Stored items from a collection:
--- START ---

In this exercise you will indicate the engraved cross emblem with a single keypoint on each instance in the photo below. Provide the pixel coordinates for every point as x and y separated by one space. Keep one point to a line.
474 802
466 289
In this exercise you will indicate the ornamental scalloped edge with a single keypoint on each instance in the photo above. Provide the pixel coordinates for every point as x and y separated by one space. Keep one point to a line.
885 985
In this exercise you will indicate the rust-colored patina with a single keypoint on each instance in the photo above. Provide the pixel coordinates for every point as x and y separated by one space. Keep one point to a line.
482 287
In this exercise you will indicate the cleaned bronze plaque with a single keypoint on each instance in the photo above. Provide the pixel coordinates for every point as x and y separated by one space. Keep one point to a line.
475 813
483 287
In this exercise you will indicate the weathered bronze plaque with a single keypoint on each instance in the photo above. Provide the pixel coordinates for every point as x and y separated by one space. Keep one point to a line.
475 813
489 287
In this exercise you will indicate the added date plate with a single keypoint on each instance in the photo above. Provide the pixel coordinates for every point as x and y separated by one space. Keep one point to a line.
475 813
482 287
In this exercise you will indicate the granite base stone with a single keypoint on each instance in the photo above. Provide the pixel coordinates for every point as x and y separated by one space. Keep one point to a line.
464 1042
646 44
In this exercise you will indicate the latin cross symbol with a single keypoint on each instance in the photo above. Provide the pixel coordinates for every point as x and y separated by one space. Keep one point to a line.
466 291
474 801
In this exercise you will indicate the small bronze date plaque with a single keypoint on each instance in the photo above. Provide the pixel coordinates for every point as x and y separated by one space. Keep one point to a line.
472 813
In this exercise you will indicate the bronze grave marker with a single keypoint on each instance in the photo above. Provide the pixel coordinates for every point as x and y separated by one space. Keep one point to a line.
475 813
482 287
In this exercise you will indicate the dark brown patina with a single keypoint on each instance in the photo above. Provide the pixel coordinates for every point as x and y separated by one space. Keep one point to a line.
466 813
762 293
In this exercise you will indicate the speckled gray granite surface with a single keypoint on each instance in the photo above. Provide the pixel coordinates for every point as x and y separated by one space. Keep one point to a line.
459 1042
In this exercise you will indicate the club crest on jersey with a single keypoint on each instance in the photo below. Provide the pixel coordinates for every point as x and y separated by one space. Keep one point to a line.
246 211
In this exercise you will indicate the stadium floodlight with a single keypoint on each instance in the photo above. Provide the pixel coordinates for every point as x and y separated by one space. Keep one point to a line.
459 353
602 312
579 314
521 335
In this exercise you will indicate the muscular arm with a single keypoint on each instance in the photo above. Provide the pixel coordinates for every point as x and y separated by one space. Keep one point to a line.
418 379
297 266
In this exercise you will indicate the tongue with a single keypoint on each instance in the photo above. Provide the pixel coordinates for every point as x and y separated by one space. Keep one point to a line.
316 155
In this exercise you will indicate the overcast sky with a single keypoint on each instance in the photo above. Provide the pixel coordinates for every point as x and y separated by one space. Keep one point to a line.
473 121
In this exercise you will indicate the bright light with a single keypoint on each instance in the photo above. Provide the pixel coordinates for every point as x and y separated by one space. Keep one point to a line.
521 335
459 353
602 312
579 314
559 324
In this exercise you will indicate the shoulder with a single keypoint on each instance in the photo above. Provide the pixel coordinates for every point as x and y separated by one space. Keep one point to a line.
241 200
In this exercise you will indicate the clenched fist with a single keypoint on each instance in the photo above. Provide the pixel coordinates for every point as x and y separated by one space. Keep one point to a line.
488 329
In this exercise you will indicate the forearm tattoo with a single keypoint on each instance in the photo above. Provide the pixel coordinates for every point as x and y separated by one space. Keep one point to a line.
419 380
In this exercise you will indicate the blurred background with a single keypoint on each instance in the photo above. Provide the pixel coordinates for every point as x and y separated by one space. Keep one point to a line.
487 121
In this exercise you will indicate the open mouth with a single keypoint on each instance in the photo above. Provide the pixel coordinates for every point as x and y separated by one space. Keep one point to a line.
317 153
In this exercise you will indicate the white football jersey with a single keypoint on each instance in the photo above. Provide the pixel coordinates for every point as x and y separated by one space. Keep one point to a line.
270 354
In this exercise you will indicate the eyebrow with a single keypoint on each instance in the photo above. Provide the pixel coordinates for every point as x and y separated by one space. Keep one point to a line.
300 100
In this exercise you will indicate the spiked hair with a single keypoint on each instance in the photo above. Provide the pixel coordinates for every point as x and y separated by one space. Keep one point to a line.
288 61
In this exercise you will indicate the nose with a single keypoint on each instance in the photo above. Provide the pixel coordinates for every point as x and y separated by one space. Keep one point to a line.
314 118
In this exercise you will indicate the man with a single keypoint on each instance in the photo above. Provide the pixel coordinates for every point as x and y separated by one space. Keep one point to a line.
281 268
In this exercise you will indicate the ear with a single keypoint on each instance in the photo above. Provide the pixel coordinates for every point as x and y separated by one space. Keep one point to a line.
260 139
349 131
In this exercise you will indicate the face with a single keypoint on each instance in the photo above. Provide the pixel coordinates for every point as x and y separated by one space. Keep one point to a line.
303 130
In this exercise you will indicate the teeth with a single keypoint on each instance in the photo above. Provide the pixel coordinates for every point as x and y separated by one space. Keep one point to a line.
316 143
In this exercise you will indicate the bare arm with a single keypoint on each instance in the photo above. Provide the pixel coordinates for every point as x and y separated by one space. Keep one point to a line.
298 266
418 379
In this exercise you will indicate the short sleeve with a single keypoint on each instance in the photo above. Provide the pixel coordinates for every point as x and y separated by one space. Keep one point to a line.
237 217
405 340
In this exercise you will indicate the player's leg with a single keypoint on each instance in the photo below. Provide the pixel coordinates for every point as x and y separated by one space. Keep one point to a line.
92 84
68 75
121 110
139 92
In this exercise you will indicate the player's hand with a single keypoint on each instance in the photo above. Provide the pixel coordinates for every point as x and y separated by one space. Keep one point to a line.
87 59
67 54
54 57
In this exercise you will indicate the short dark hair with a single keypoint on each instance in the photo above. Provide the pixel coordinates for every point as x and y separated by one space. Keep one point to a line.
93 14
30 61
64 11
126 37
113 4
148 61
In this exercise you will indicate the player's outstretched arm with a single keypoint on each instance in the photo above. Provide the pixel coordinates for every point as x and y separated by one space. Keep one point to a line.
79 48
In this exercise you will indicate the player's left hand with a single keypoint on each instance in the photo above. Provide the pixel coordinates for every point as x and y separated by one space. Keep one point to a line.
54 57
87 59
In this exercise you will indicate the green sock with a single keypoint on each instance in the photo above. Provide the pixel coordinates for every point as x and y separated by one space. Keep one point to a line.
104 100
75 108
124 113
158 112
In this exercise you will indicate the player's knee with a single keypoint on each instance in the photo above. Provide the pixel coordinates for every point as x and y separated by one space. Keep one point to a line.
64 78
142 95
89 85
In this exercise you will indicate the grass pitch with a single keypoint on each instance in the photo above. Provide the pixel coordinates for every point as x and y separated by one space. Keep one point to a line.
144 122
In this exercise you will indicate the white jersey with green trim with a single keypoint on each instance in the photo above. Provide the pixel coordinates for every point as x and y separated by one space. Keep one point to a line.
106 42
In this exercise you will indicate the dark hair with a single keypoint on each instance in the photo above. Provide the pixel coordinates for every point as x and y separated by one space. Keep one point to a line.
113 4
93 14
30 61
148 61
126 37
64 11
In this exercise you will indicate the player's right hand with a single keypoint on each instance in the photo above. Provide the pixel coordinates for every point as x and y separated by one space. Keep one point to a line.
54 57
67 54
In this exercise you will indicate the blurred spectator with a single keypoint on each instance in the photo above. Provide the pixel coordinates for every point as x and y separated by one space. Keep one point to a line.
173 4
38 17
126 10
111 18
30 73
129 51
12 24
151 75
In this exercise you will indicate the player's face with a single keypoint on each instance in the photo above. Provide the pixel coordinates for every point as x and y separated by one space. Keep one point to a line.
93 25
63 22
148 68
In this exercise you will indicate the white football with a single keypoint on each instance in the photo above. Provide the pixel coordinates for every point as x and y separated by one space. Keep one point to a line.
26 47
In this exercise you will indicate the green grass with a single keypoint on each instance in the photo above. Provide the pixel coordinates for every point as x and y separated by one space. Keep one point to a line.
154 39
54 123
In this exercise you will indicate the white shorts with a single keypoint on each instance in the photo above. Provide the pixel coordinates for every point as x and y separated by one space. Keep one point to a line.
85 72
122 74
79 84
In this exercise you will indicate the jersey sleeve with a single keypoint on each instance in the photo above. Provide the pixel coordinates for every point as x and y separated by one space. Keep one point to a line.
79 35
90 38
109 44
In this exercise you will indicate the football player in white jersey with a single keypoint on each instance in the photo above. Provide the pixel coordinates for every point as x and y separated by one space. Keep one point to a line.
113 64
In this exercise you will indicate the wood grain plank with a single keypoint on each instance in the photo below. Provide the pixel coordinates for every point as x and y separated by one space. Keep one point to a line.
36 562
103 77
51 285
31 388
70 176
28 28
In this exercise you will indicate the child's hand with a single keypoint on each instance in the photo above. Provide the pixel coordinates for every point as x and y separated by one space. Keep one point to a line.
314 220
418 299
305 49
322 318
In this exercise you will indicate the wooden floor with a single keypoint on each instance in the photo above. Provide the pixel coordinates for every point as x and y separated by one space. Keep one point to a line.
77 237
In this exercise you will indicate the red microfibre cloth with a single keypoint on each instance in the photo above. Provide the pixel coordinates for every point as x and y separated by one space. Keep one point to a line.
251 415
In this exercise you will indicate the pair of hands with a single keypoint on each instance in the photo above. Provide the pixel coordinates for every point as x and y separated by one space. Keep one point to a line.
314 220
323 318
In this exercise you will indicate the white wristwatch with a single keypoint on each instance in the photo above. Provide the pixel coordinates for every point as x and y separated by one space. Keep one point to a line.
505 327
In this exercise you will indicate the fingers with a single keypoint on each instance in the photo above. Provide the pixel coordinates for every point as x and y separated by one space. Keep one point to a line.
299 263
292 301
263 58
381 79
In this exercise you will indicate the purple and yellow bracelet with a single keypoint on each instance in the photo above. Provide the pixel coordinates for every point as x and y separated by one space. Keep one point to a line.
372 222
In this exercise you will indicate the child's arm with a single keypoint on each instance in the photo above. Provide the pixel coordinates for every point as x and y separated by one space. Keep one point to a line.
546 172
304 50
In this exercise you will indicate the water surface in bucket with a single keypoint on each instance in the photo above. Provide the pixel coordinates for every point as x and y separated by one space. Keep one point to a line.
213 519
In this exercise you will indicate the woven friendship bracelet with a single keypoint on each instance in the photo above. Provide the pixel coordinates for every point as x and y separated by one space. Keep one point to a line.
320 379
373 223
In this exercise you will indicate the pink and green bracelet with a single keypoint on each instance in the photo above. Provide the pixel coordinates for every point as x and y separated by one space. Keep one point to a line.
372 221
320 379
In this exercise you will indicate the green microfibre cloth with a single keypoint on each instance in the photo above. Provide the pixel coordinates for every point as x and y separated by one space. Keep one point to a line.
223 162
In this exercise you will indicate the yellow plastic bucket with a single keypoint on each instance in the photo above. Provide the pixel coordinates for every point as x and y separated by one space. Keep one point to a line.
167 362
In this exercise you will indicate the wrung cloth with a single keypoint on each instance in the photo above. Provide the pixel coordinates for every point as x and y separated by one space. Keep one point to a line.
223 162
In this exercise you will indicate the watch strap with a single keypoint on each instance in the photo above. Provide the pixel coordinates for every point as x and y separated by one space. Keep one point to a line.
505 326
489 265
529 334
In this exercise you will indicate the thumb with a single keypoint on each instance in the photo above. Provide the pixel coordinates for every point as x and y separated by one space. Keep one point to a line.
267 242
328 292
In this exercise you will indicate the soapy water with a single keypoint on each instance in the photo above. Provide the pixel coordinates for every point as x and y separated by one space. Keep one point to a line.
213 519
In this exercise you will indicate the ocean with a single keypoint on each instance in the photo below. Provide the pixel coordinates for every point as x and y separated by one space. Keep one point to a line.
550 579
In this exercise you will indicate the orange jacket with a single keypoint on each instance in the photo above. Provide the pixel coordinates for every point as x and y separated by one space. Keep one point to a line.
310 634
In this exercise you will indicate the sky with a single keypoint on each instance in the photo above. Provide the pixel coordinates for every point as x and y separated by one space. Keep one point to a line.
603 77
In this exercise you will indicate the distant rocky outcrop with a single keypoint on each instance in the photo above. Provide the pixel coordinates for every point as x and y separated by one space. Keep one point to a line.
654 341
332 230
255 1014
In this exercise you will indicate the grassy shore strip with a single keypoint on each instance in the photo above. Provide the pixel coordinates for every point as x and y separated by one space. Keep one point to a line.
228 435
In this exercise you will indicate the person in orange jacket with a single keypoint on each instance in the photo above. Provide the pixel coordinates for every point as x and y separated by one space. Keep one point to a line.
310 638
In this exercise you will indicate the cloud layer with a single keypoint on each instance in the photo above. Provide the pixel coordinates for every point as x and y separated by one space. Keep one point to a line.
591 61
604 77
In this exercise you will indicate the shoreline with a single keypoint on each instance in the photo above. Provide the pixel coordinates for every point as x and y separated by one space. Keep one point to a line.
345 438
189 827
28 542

--- END ---

Nothing but the lines from the one holding "In this exercise you will indicate the shoreline" through the last line of the data may be output, and each must match exactly.

In this exercise you will indicate the shoreline with a single keypoint on each instance in the photo above. Provide the pixel coordinates for every point as x and y separated by one space. Keep one point to a line.
345 438
189 827
28 542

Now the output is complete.